■ TRAVAIL DEMANDÉ ■
Recopiez mot pour mot le passage de la critique du film Ma vie avec John F. Donovan, en commençant par « La musique de » et en terminant par « mille fois oubliable? ».

■ BLOC DE TEXTE ■
_ _ _ _ _
C’est donc avec certaines attentes qu’un jeudi 28 février de l’année 2019, je me retrouve à une avant-première de Ma vie avec John F. Donovan. L’équipe du film a présenté cette réalisation non pas sans émotion. Comment vous parler de ce film tant il y a dire, tant je ne sais comment l’approcher, tant les mots justes sont difficiles à trouver?

Tout d’abord, il y a eu cette bande annonce, comme pour venir rassurer les plus craintifs. « Hé! N’aie pas peur, regarde, ce film est tout à fait dans la continuité de ma filmographie, je parle du lien maternel, de l’homosexualité, de jolies couleurs et une bande originale qui va te faire croire que tu regardes une chaîne de clips à gros budgets! ». Malheureusement, j’ai décidé d’y croire, d’imaginer que mon chouchou prodige parviendrait à tordre le Holywood des vendus afin de réaliser le plus beau film de sa carrière.

L’affiche française de Ma vie avec John F. Donovan

Un film avant tout frustrant

La musique de John F. Donovan m’a immédiatement surpris. On imagine bien que Xavier Dolan a voulu garder la recette magique, avec des séquences jouissives. Seulement, je n’ai ressenti que de la déception à chaque fois qu’une musique intéressante parvenait à mes oreilles. Quel est l’intérêt de nous montrer des scènes festives magnifiques sur fond de Woodkid dans la bande annonce pour les voir sur le grand écran avec une musique mille fois oubliable?

De la même manière, quel est l’intérêt de sortir le grand jeu lorsque l’image ne sert plus aucun propos? J’entends par ici que le réalisateur nous avait habitué à autre chose. Plus tôt dans sa carrière, il proposait Wonderwall de Oasis, Natural Blues de Moby ou encore Pass this on de The Knife mais afin de servir un propos ( et d’une si belle justesse! ). Ici, jouer Rolling in the deep afin de présenter le cadre spatial et John F Donovan ne présente aucun tour de force, on ne reconnaît plus la certaine alchimie qui faisait la force de ses œuvres du passé.

Ce profond dérangement que j’ai pu ressentir face aux choix musicaux m’a moi-même dérangé. En effet, je pense que c’est dans ce point précis que ce film se fera écraser la tête contre un mur plusieurs fois, jusqu’à obtenir les pires notes presses pour une production du réalisateur. Je ( et probablement vous aussi ) ne suis pas allé voir un film au cinéma mais la suite de ce que l’univers du canadien avait à nous proposer. A force d’évoluer au milieu des étoiles, Xavier Dolan subira sans doute des milliers de critiques pour avoir proposé un film au niveau des nuages, un film qui aurait été un succès sans nom si il avait été réalisé par un inconnu.
_ _ _ _ _
■ DONNÉES FOURNIES ■
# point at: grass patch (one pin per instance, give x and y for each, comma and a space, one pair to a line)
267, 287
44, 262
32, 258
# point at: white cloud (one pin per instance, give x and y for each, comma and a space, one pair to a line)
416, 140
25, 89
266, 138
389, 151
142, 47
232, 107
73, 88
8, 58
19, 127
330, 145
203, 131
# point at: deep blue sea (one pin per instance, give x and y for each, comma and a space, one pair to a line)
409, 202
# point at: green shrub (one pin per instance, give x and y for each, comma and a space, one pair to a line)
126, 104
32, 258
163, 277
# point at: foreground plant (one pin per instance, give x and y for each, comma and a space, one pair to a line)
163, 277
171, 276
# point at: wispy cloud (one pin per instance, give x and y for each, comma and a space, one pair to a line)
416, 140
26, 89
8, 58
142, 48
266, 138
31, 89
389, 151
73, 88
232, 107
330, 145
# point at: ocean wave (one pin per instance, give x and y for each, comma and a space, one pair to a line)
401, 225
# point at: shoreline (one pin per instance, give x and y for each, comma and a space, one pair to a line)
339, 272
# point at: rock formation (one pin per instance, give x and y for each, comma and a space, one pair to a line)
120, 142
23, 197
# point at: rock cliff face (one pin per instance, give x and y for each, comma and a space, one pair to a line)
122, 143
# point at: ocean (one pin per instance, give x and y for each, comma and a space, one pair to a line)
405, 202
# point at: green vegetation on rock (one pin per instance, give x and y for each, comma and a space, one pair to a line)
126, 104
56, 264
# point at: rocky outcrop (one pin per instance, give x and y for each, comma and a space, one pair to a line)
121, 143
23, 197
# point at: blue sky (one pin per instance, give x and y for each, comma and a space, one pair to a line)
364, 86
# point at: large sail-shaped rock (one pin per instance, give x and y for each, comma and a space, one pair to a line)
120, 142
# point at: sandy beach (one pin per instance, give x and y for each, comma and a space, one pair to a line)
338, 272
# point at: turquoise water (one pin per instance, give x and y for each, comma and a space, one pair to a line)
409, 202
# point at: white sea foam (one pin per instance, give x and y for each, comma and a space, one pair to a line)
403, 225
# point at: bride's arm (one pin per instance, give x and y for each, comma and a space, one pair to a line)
_ _ _ _ _
■ RÉSULTAT OBTENU ■
La musique de John F. Donovan m’a immédiatement surpris. On imagine bien que Xavier Dolan a voulu garder la recette magique, avec des séquences jouissives. Seulement, je n’ai ressenti que de la déception à chaque fois qu’une musique intéressante parvenait à mes oreilles. Quel est l’intérêt de nous montrer des scènes festives magnifiques sur fond de Woodkid dans la bande annonce pour les voir sur le grand écran avec une musique mille fois oubliable?